**Provided passage:**
"""

The next column is EffectvUsage. EffectvUsage is the Account’s RawUsage divided by the total RawUsage for the cluster. Thus EffectvUsage is the percentage of the cluster the Account has actually used. In this case, the test_lab has used 0.057% of the cluster.

Finally, we have the Fairshare score. The Fairshare score is calculated using the following formula.f = 2^(-EffectvUsage/NormShares) From this one can see that there are five basic regimes for this score which are as follows:

1.0: Unused. The Account has not run any jobs recently.

1.0 > f > 0.5: Underutilization. The Account is underutilizing their granted Share. For example, when f=0.75 a lab has recently underutilized their Share of the resources 1:2

0.5: Average utilization. The Account on average is using exactly as much as their granted Share.

0.5 > f > 0: Over-utilization. The Account has overused their granted Share. For example, when f=0.25 a lab has recently overutilized their Share of the resources 2:1

0: No share left. The Account has vastly overused their granted Share. If there is no contention for resources, the jobs will still start.

Since the usage of the cluster varies, the schedule does not stop Accounts from using more than their granted Share. Instead, the scheduler wants to fill idle cycles, so it will take whatever jobs it has available. Thus an Account is essentially borrowing computing resource time in the future to use now. This will continue to drive down the Account’s Fairshare score, but allow jobs for the Account to still start. Eventually, another Account with a higher Fairshare score will start submitting jobs and that labs jobs will have a higher priority because they have not used their granted Share. Fairshare only recovers as a lab reduces the workload to allow other Accounts to run. The half-life helps to expedite this recovery.

"""

**Extracted material:**
"""

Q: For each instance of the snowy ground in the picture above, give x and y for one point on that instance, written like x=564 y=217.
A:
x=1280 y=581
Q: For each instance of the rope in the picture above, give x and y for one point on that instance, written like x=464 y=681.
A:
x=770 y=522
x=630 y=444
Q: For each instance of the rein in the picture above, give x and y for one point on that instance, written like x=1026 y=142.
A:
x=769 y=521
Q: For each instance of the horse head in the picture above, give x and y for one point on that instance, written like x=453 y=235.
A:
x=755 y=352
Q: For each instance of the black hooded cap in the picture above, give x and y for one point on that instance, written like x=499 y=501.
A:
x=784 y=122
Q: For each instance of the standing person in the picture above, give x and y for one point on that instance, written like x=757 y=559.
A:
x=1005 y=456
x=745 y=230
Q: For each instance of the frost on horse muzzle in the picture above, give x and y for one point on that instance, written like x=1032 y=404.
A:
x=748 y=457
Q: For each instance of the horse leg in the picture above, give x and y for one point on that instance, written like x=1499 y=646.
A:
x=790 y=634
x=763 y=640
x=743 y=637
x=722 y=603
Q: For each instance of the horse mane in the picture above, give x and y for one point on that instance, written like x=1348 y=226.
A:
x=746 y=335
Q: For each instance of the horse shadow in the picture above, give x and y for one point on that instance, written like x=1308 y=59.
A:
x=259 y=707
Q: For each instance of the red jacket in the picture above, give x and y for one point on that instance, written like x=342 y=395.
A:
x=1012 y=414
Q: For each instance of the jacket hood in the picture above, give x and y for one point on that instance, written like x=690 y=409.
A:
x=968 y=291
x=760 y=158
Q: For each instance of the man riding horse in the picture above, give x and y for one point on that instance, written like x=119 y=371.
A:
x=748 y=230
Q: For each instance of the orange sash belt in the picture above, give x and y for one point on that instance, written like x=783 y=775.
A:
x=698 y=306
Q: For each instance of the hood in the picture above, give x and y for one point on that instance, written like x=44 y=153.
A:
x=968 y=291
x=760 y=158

"""

**What to work on:**
- A) In the text on Fairshare scores, rename "lab" to "research group" and give back the part that begins at "Finally, we have" and stops after "as their granted Share.".
- B) Carry the text on Fairshare scores further, picking up after its last sentence.
The rows were taken from a different source.

**Outputs in order:**
- A)
Finally, we have the Fairshare score. The Fairshare score is calculated using the following formula.f = 2^(-EffectvUsage/NormShares) From this one can see that there are five basic regimes for this score which are as follows:

1.0: Unused. The Account has not run any jobs recently.

1.0 > f > 0.5: Underutilization. The Account is underutilizing their granted Share. For example, when f=0.75 a research group has recently underutilized their Share of the resources 1:2

0.5: Average utilization. The Account on average is using exactly as much as their granted Share.

- B)
Given this behavior of Fairshare, Accounts can also bank time for large computations that are beyond their average Share. For instance say the Lab knows it has a large parallel run to do, or alternatively a deadline to meet. The Lab can in preparation for this not run for several weeks. This will drive up their Fairshare as they will have not used their fraction of the cluster for that time period. This banked capacity can then be expended for a large run or series of runs. On the other hand, to continue the financial analogy, a group that has exhausted their Fairshare is in debt to the scheduler as they have used up far more than their granted Share. Thus they have to wait for that debt to be paid off by not running, which allows their Fairshare to recover. Again, when there is no contention for resources, even jobs with low Faishare scores will continue to start.

Job Priority

Now that we have discussed Fairshare we can now discuss how an individual job’s priority is calculated. Job Priority is an integer number that adjudicates the position of a job in the pending queue relative to other jobs. There are two components of Job Priority on Cannon. The first is the FairShare score multiplied by a weighting factor to turn it into an integer, in this case 20,000,000. A Fairshare of 1 would give a priority of 20,000,000, while a Fairshare of 0.5 would give a value of 10,000,000. We pick large numbers so we have resolution to break ties between Accounts that are close in Fairshare score. This Fairshare Priority evolves dynamically as the Fairshare of the Account changes over time.

The second component is Job Age. This priority accrues over time gaining a maximum value at 3 days on Cannon and 7 days on FASSE. As the job sits in the queue waiting to be scheduled, its priority is gradually increasing due to the Job Age. The maximum possible value for Job Age is 10,000,000. Thus a job that has been sitting for 3.5 days would have a Job Age Priority of 5,000,000. We set the Job Age Priority to a maximum of 10,000,000 so that a job from an Account with a Fairshare of 0 but has been pending for 3 days on Cannon would have the same priority as a job that was just submitted from an Account that has a Fairshare of 0.5. Thus even jobs from Accounts that have low Fairshare will schedule eventually due to the growth in their Job Age Priority.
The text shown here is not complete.